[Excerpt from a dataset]
▼▼▼

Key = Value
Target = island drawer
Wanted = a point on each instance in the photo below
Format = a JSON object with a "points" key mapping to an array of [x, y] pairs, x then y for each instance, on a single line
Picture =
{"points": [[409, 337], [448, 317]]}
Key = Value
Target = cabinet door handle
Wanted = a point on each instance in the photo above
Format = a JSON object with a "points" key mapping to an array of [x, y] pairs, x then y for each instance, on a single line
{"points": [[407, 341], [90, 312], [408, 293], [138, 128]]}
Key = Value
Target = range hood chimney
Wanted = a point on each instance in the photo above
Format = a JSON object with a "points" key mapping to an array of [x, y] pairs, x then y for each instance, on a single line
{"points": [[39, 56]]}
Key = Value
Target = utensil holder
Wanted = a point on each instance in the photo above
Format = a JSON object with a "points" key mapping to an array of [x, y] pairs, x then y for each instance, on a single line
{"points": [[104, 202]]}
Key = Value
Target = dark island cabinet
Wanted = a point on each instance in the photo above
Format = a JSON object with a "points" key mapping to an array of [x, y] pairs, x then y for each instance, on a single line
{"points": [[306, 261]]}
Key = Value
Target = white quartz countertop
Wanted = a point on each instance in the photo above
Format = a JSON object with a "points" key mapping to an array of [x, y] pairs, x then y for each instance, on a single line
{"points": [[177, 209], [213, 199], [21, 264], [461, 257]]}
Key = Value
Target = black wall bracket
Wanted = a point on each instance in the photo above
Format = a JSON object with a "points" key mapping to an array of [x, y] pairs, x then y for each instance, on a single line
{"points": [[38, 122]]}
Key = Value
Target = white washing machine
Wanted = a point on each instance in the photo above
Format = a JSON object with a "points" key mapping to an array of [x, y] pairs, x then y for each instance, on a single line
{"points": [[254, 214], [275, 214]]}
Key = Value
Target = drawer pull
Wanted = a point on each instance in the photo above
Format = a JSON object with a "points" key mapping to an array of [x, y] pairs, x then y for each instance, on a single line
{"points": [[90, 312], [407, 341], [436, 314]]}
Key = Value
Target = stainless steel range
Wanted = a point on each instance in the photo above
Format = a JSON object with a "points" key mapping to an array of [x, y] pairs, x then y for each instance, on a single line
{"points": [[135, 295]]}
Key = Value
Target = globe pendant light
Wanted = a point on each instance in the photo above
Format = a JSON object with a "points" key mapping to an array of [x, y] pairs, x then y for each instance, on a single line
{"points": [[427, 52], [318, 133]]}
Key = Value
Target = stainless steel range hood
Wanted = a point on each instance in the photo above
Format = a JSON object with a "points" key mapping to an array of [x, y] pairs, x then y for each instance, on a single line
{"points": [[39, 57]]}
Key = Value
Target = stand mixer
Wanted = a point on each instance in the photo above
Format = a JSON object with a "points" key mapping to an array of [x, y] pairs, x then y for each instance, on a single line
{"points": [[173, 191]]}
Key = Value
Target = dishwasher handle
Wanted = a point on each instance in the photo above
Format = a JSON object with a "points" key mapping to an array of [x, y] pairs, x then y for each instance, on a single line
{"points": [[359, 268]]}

▲▲▲

Give back the data above exactly as it appears.

▶ _EXERCISE RESPONSE_:
Key = Value
Target = island drawer
Wanted = a point on each instance in the photo below
Format = a JSON object with a "points" key mapping to an array of [x, y] pairs, x then y for each instance, on a single line
Picture =
{"points": [[409, 337], [448, 317]]}
Key = Value
Target = cabinet door handle
Wanted = a point on each instance in the photo above
Format = a JSON object with a "points" key mapping to an array of [x, y] pairs, x then y for each instance, on a single line
{"points": [[407, 341], [90, 312], [408, 293], [138, 128]]}
Key = Value
Target = range hood chimney
Wanted = a point on each instance in the photo above
Format = a JSON object with a "points" key mapping to an array of [x, y] pairs, x then y for each instance, on a single line
{"points": [[39, 56]]}
Key = Value
Target = utensil holder
Wanted = a point on each instance in the photo above
Format = a JSON object with a "points" key mapping to an array of [x, y] pairs, x then y for each instance, on a single line
{"points": [[104, 202]]}
Key = Value
Target = dark island cabinet
Wanted = a point on each instance in the photo above
Format = a JSON object with a "points" key mapping to an array of [x, y] pairs, x then y for each instance, on a single line
{"points": [[306, 261]]}
Key = Value
Target = white quartz countertop
Wanted = a point on each instance in the photo above
Format = a JSON object with a "points" key mapping to an array of [x, y] pairs, x then y for each instance, on a single line
{"points": [[177, 209], [213, 199], [21, 264], [461, 257]]}
Key = Value
Target = black wall bracket
Wanted = a point on each instance in the photo above
Format = a JSON object with a "points" key mapping to an array of [x, y] pairs, x then y for each instance, on a single line
{"points": [[38, 122]]}
Key = Value
Target = white washing machine
Wanted = a point on each instance in the photo above
Format = a JSON object with a "points" key mapping to an array of [x, y] pairs, x then y for each instance, on a single line
{"points": [[254, 214], [275, 214]]}
Key = Value
Target = drawer pull
Wanted = a point on each instance in the photo above
Format = a JSON object with a "points" key mapping to an array of [x, y] pairs, x then y for each instance, on a single line
{"points": [[90, 312], [407, 341], [436, 314]]}
Key = Value
Target = stainless steel range
Wanted = a point on each instance in the photo above
Format = a JSON object with a "points" key mapping to an array of [x, y] pairs, x then y for each instance, on a single line
{"points": [[135, 295]]}
Key = Value
Target = globe pendant light
Wanted = a point on each instance in the photo above
Format = a JSON object with a "points" key mapping to an array of [x, y] pairs, x then y for each instance, on a single line
{"points": [[427, 52], [318, 133]]}
Key = Value
Target = stainless steel range hood
Wanted = a point on each instance in the photo above
Format = a JSON object with a "points" key mapping to an array of [x, y] pairs, x then y for each instance, on a single line
{"points": [[39, 57]]}
Key = Value
Target = stand mixer
Wanted = a point on each instance in the photo above
Format = a JSON object with a "points" key mapping to an array of [x, y] pairs, x then y for each instance, on a single line
{"points": [[173, 191]]}
Key = Value
Target = dishwasher handle
Wanted = a point on each instance in the photo above
Format = a JSON object with a "points" key mapping to an array of [x, y] pairs, x then y for each instance, on a single line
{"points": [[359, 268]]}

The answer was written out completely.